Zu erledigende Aufgaben |
1. Wie viele Seiten konnte die schreibende Person laut dem Text zum japanischen Zen-Buddhismus zu Beginn der Lektüre auf einmal lesen?
2. Schreibe aus dem Text zum japanischen Zen-Buddhismus wortgetreu den Abschnitt ab, der mit den Worten „Als ich begann, dieses“ beginnt und mit „japanischer Zen Buddhismus.“ endet.

Extrahierter Text |

====

Als ich begann, dieses Buch zu lesen, empfand ich es als schwere Kost und konnte nur ungefähr zwanzig Seiten auf einmal lesen. Schwere Kost, weil ich fand die Wahrheit, die dieses Buch präsentierte, unglaublich dicht, unglaublich machtvoll. Zudem fand ich den Mut des Autors, in diese Aspekte der buddhistischen Traditionen hineinzuschauen und sie aufzudecken, unglaublich erhebend. Zum ersten Mal seit geraumer Zeit fühlte ich eine Verwandtschaft mit jemandem, der nicht von Werten gefangen oder verzehrt war, die so untilgbar in die institutionalisierten Repräsentationen der spirituellen Lehre eingeätzt schienen. In diesem Fall, japanischer Zen Buddhismus.
Viele Fragen, die ich stellte, fanden einige Antworten durch Brian Victorias sorgfältige Untersuchung und seine Kühnheit, dieses Werk zu veröffentlichen. Zugleich fühlte ich mich erhoben durch seine endlosen Beispiele, mit denen er vorführt und anspricht, welche Abtrennung Hand in Hand mit der Realität der Institutionalisierung einhergeht.
Eine interessante Anmerkung: Als Brian Victoria Zen Student in Japan war, und als er gegen den Vietnamkrieg demonstrierte, war ich ein Soldat, der in diesem Krieg kämpfte. Ich diente in Vietnam in den Jahren 1966 und 1967 als Kommandant einer Hubschrauberbesatzung.

====

Extrahierte Daten |

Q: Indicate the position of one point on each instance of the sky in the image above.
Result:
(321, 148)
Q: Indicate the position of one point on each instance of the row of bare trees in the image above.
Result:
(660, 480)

====

Antworten je Aufgabe |
1. Ungefähr zwanzig Seiten.

2.
Als ich begann, dieses Buch zu lesen, empfand ich es als schwere Kost und konnte nur ungefähr zwanzig Seiten auf einmal lesen. Schwere Kost, weil ich fand die Wahrheit, die dieses Buch präsentierte, unglaublich dicht, unglaublich machtvoll. Zudem fand ich den Mut des Autors, in diese Aspekte der buddhistischen Traditionen hineinzuschauen und sie aufzudecken, unglaublich erhebend. Zum ersten Mal seit geraumer Zeit fühlte ich eine Verwandtschaft mit jemandem, der nicht von Werten gefangen oder verzehrt war, die so untilgbar in die institutionalisierten Repräsentationen der spirituellen Lehre eingeätzt schienen. In diesem Fall, japanischer Zen Buddhismus.